Start INPUT
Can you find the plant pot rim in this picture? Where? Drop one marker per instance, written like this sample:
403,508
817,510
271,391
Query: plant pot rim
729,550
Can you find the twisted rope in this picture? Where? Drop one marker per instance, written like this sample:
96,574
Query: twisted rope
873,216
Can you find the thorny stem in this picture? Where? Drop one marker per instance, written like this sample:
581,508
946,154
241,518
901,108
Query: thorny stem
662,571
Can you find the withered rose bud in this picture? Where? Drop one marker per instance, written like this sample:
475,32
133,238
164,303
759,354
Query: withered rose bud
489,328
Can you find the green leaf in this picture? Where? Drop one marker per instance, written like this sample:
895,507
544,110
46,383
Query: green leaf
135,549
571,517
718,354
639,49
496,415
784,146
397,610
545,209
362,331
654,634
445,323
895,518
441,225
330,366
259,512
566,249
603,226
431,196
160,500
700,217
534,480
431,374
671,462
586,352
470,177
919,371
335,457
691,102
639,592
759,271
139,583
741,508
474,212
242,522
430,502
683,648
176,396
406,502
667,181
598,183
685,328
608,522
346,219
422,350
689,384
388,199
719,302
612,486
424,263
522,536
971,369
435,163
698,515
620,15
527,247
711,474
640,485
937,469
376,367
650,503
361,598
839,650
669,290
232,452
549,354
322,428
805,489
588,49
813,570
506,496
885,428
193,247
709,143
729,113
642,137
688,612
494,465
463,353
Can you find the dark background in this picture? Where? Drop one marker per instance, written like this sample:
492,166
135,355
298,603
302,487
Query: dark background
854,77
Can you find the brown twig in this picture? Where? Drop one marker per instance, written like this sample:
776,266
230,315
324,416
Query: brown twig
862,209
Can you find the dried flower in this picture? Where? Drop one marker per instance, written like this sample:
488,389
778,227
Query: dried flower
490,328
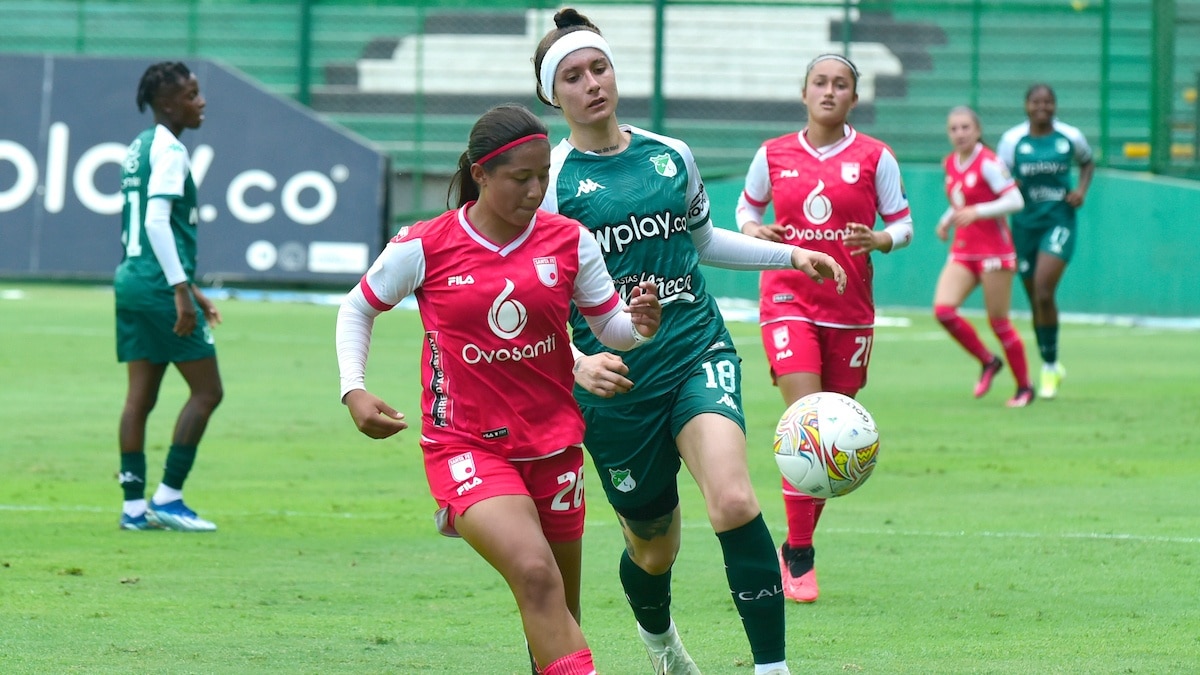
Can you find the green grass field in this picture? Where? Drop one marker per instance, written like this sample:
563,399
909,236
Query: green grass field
1060,538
End INPUT
◆ WHAT IS NEEDED:
Repeat the records above exactly, leaving out any pictures they contain.

◆ EXPECTED OUTPUT:
Can you find the plant pot rim in this picture? Where? Drop one marker per instance, written like this sample:
403,508
817,510
271,391
Query: plant pot rim
729,550
Can you find the twisted rope in this picture? Where? Drop one marker per instance, written like this sample:
96,574
Query: twisted rope
873,216
Can you find the thorny stem in this picture? Where? Drop one marker per instance, written like this sample:
581,508
946,154
241,518
901,108
Query: thorny stem
662,571
Can you find the withered rose bud in this picture? Where? Drop one marker per instance, written like this sample:
475,32
133,238
164,303
759,354
Query: withered rose bud
489,328
Can you find the green leaf in this picture? Where? Drop one marker per instance, written like this sample:
895,507
544,110
46,383
Query: green leaf
135,549
571,517
718,354
639,49
496,415
784,146
397,610
545,209
362,331
654,634
445,323
895,518
441,225
330,366
259,512
566,249
603,226
431,196
160,500
700,217
534,480
431,374
671,462
586,352
470,177
919,371
335,457
691,102
639,592
759,271
139,583
741,508
474,212
242,522
430,502
683,648
176,396
406,502
667,181
598,183
685,328
608,522
346,219
422,350
689,384
388,199
719,302
612,486
424,263
522,536
971,369
435,163
698,515
620,15
527,247
711,474
640,485
937,469
376,367
650,503
361,598
839,650
669,290
232,452
549,354
322,428
805,489
588,49
813,570
506,496
885,428
193,247
709,143
729,113
642,137
688,612
494,465
463,353
Can you find the dark background in this picture? Where? Drop one marker per instance, written like this sample:
492,166
135,355
298,603
302,487
Query: dark background
854,77
Can you find the brown twig in this picture? Where? Drop one marker per instance, written like this sample:
776,266
230,315
324,416
Query: brown twig
862,209
Can you find the dried flower in this picture? Where? Drop one marker per instance, written like this sample:
488,389
778,227
Query: dried flower
490,328
Can you find the green grass field in this picture? Where? Drop one marker per instance, written like this sample:
563,399
909,236
Query: green grass field
1060,538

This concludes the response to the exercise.